Indeed, despite greater female degree attainment, in nearly every measure of social power-including money and positions in industry and government-men still dominate. Women continue to require more education to achieve economic parity with their less-educated male peers. Consider Figure 3, which shows that women need at least one more degree than men do to make similar amounts of money. That men and women both know this and make their educational decisions accordingly should provoke little surprise.

Figure 3. Gender Gap in Median Earnings by Level of Education. See note at the end of this posting.

Whatever the statistic brought to bear, one must remember that differences between the sexes are usually quite small. In the student-engagement scores from the NSSE, for example, most male and female averages are separated by hundredths of a point differences, nowhere near even the standard deviations within each sex's scores. In other words, you're more likely to find broader differences between any two college men than between a man and a woman.

Where Are the Guys?

# Items from a labeling collection
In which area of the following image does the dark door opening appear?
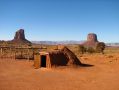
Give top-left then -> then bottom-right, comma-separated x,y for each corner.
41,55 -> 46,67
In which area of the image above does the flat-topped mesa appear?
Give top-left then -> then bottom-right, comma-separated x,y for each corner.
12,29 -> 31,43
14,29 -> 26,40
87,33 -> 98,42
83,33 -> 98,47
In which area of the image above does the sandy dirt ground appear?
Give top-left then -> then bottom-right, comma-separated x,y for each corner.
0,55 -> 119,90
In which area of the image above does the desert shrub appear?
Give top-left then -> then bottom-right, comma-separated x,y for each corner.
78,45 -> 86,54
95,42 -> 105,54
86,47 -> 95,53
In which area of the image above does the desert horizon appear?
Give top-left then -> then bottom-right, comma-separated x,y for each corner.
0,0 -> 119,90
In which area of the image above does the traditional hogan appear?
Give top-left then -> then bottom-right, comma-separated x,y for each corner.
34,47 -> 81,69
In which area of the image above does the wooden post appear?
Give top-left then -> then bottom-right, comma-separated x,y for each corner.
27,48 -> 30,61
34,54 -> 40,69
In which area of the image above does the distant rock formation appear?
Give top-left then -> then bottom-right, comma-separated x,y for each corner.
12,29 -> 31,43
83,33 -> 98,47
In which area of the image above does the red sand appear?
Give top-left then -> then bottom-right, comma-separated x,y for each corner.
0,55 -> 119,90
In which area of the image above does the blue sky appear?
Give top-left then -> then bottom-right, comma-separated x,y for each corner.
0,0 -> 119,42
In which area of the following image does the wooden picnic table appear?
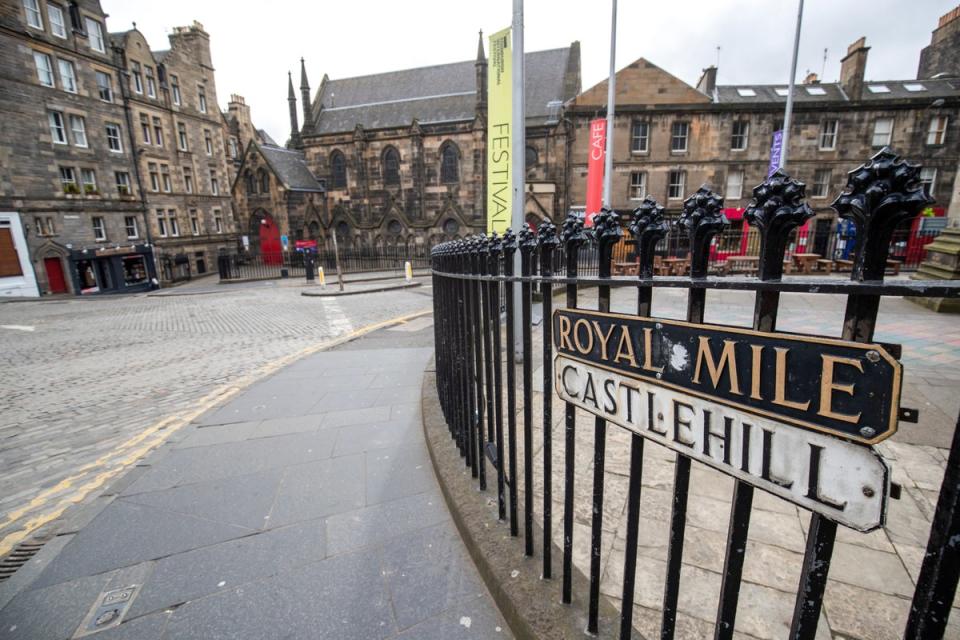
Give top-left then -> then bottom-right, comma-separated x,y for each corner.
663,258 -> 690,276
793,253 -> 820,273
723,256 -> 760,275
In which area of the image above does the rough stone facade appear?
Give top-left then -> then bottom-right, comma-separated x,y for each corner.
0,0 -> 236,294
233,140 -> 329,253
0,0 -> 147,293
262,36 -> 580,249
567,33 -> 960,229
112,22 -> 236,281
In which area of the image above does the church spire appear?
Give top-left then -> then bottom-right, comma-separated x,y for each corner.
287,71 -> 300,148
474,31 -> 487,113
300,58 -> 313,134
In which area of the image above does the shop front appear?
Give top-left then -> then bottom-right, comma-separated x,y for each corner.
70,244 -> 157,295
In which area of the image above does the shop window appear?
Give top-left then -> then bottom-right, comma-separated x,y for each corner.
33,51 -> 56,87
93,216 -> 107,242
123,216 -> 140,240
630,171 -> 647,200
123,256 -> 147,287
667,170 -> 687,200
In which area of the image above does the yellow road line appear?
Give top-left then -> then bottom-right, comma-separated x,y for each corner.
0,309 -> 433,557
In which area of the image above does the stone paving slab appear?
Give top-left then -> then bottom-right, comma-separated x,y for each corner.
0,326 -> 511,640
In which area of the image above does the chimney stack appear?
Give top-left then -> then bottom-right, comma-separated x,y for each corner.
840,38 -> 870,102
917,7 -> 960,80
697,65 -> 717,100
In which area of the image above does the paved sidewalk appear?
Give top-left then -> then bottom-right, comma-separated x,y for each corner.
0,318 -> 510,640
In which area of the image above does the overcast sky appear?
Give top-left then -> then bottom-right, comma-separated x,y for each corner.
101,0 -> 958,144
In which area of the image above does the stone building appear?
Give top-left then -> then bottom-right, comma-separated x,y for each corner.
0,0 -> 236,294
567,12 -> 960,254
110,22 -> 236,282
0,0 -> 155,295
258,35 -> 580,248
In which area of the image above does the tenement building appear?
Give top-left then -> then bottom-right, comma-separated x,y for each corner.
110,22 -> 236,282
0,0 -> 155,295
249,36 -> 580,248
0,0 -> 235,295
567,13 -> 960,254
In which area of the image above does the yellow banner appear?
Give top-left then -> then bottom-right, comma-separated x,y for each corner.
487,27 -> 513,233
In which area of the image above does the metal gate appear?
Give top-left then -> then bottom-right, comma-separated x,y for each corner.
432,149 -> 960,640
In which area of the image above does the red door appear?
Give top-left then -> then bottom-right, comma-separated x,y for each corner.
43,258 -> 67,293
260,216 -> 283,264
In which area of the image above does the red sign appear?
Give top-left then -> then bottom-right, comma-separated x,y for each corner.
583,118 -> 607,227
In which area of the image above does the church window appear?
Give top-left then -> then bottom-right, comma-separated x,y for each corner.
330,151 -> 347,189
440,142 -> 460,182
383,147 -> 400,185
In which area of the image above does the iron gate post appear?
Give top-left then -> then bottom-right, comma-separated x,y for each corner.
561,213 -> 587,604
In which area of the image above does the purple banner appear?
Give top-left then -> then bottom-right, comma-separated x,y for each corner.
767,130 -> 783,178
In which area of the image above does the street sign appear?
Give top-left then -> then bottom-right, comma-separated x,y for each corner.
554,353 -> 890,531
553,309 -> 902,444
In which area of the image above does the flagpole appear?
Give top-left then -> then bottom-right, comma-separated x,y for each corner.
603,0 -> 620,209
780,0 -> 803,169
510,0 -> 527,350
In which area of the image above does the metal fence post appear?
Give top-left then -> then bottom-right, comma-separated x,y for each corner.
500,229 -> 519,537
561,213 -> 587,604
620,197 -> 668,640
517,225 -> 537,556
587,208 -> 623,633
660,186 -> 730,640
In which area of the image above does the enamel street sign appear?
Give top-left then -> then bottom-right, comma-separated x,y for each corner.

# GIVEN EXERCISE A
Update the excerpt on gender and education, starting with "Figure 3. Gender" and going on through "Are the Guys?", with "statistic" replaced by "measure".
# GIVEN EXERCISE B
Go on with the excerpt on gender and education from where it stops.

# REPLY A
Figure 3. Gender Gap in Median Earnings by Level of Education. See note at the end of this posting.

Whatever the measure brought to bear, one must remember that differences between the sexes are usually quite small. In the student-engagement scores from the NSSE, for example, most male and female averages are separated by hundredths of a point differences, nowhere near even the standard deviations within each sex's scores. In other words, you're more likely to find broader differences between any two college men than between a man and a woman.

Where Are the Guys?

# REPLY B
Many of men's problems in colleges and universities are, of course, not simply a higher education concern. What are the larger social dynamics that are driving the results for males? Where are the men who are not coming to college? Knowing this can help admissions and student life officers decide how to direct their efforts and what is outside their control.

First, there is a pipeline problem. Boys have difficulties in elementary and secondary school that continue as they move into postsecondary education. For instance, boys have significantly lower literacy scores than girls, indicating weaknesses in crucial skills for getting through high school and succeeding in college. And boys are less likely than girls to participate in non-athletic extracurricular activities, the very ones that appeal to college admissions officers.

But most important, fewer males than females are taking and passing college preparatory courses, and fewer are actually graduating from high school. All told, many boys in school-and frequently their teachers and parents-are not making college success a priority. Colleges and universities have to work with the schools to improve boys' skills and motivation if they want to have a larger supply of high-quality male applicants.

Part of the difficulty in preparing males for college is that there is pervasive culture of anti-intellectualism for males. The "mook" image of males who are crude, rude, childish risk-takers has become ubiquitous in reality television, television commercials, sitcoms, music, and on the Web.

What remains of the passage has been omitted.